◆ RECORDS PROVIDED:
____________________

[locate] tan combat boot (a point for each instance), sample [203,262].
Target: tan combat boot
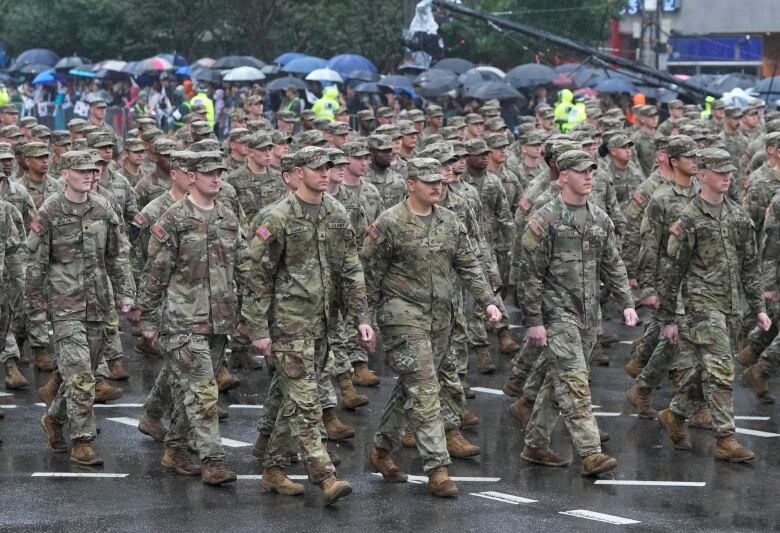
[440,484]
[275,480]
[458,446]
[334,489]
[350,398]
[379,460]
[13,378]
[728,449]
[179,461]
[675,426]
[639,398]
[83,453]
[337,430]
[363,376]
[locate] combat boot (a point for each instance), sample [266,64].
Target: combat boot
[105,392]
[337,430]
[675,426]
[458,446]
[597,463]
[633,368]
[48,392]
[521,410]
[275,480]
[701,418]
[216,472]
[334,489]
[543,456]
[363,376]
[350,398]
[13,378]
[639,398]
[513,386]
[116,369]
[485,361]
[225,380]
[54,437]
[379,460]
[758,381]
[152,427]
[728,449]
[41,359]
[179,461]
[506,344]
[83,453]
[440,484]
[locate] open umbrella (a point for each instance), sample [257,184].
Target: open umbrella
[244,74]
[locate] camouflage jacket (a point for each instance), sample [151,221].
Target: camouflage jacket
[563,266]
[78,260]
[715,262]
[409,268]
[302,272]
[197,261]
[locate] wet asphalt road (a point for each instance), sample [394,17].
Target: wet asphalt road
[499,491]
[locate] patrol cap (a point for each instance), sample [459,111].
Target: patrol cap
[476,147]
[313,157]
[716,159]
[164,146]
[575,160]
[100,139]
[355,149]
[681,146]
[35,149]
[424,169]
[207,162]
[380,142]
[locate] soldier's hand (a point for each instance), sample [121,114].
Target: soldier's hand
[494,315]
[537,336]
[671,333]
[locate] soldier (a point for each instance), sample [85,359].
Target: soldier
[197,255]
[291,307]
[561,310]
[410,254]
[715,260]
[76,273]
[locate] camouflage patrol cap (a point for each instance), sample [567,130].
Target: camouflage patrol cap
[716,159]
[380,142]
[164,146]
[424,169]
[575,160]
[313,157]
[100,139]
[207,162]
[681,146]
[355,149]
[78,160]
[35,149]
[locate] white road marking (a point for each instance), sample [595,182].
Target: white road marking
[501,497]
[650,483]
[599,517]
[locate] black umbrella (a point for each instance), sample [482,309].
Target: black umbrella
[229,62]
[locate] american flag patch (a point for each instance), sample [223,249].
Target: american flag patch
[263,232]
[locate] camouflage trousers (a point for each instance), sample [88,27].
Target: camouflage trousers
[709,336]
[299,365]
[565,387]
[415,354]
[79,346]
[191,360]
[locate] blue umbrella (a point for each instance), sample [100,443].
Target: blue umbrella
[346,63]
[304,65]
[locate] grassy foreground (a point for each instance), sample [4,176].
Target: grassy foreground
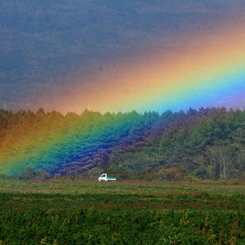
[120,213]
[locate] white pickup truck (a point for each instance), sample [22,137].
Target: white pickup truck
[103,177]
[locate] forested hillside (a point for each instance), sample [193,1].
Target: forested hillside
[208,143]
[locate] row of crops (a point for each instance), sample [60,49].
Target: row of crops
[121,214]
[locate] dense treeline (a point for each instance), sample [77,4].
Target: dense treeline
[206,143]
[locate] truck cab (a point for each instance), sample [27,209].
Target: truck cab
[104,177]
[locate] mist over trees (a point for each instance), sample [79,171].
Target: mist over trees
[206,143]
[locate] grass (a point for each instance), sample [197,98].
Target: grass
[79,212]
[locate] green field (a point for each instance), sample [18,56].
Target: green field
[72,212]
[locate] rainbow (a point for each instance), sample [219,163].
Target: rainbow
[206,71]
[209,72]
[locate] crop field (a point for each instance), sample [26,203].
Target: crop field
[73,212]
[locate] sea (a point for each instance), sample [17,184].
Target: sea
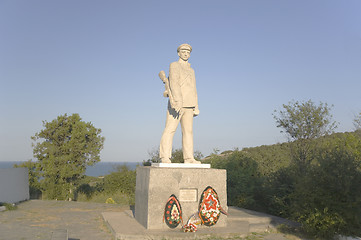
[99,169]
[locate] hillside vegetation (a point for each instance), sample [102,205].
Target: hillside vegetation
[324,195]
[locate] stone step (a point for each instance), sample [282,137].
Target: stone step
[59,234]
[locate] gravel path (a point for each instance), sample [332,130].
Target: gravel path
[37,219]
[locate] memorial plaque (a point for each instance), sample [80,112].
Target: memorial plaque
[188,195]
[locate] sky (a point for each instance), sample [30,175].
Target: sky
[101,59]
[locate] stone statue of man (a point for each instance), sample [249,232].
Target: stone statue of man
[182,106]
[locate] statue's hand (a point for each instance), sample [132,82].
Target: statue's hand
[165,93]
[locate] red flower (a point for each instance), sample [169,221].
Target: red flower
[210,202]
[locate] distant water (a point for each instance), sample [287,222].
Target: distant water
[99,169]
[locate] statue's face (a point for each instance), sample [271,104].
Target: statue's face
[184,54]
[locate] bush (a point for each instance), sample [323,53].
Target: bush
[327,198]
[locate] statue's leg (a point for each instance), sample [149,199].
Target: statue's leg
[187,135]
[165,148]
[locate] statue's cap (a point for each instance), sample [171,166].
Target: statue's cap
[184,46]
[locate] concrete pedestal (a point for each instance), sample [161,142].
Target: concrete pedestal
[154,185]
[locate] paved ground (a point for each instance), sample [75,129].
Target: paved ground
[38,219]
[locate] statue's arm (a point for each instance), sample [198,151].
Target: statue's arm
[174,84]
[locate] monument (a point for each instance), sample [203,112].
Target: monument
[182,105]
[169,194]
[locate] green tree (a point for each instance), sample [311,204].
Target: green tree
[357,121]
[303,122]
[34,184]
[64,148]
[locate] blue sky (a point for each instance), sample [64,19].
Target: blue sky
[101,59]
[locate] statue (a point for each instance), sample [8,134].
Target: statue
[182,105]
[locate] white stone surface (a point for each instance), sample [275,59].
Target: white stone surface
[181,165]
[14,185]
[181,89]
[155,185]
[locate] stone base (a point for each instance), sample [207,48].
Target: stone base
[181,165]
[154,185]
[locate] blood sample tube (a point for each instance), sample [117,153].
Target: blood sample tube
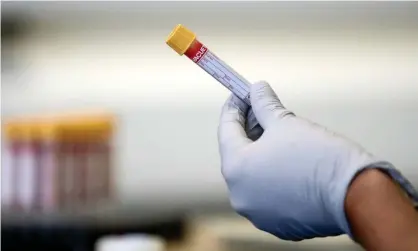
[184,41]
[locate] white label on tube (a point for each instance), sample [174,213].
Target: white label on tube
[6,177]
[226,76]
[27,178]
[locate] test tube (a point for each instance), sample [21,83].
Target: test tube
[184,42]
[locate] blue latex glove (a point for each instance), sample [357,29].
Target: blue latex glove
[292,180]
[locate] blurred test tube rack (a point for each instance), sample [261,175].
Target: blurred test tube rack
[56,167]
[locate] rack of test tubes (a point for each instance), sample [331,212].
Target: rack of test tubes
[56,164]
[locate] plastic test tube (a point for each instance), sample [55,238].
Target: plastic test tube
[184,41]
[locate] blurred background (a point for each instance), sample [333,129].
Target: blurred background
[117,133]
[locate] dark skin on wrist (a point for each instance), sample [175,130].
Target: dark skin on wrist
[381,217]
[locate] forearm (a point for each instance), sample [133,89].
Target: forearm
[380,216]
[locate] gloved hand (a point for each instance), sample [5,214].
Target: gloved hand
[292,180]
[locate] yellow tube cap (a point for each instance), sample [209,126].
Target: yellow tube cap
[180,39]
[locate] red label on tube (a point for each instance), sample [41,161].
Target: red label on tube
[196,51]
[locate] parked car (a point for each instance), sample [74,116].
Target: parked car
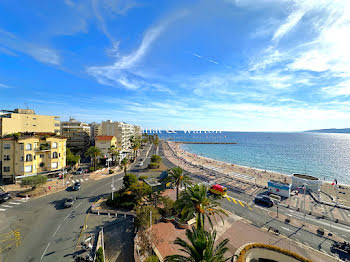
[79,171]
[76,186]
[4,197]
[264,200]
[69,202]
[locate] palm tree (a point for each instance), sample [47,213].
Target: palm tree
[125,164]
[114,152]
[195,201]
[93,152]
[201,247]
[177,178]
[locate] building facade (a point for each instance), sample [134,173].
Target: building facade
[31,154]
[25,120]
[104,143]
[122,131]
[77,134]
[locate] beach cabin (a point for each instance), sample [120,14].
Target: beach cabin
[279,188]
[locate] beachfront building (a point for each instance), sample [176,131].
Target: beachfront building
[122,131]
[30,154]
[25,120]
[312,183]
[279,188]
[95,130]
[104,143]
[77,133]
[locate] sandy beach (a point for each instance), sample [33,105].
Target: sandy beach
[254,175]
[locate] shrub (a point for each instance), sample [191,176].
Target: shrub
[152,259]
[153,165]
[168,207]
[143,216]
[156,159]
[99,255]
[129,179]
[33,181]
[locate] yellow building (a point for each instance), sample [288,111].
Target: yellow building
[25,120]
[104,143]
[31,154]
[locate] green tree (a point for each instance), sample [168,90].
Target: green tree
[33,181]
[195,200]
[177,178]
[94,153]
[99,255]
[129,179]
[201,247]
[156,159]
[124,164]
[143,216]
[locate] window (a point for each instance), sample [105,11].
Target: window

____________________

◆ AIM:
Find "[locate] sandy beach" in the data above, then repeat that line and all lines after it exactly, ending with the final line.

◆ TASK OUTPUT:
[locate] sandy beach (a point for each instance), sample [33,105].
Target: sandy beach
[254,175]
[locate] shrub (a point for each instance), sample [191,176].
Target: shrub
[152,259]
[153,165]
[168,207]
[143,216]
[156,159]
[99,255]
[129,179]
[33,181]
[locate] yellow building (a point for each instance), sample [288,111].
Target: yellow building
[25,120]
[104,143]
[31,154]
[locate] green tree (a point for each instance), sample [168,90].
Target: green tree
[33,181]
[195,200]
[177,178]
[94,153]
[99,255]
[129,179]
[201,247]
[156,159]
[124,164]
[143,216]
[locate] window (a point for each instance), sample [105,11].
Target: window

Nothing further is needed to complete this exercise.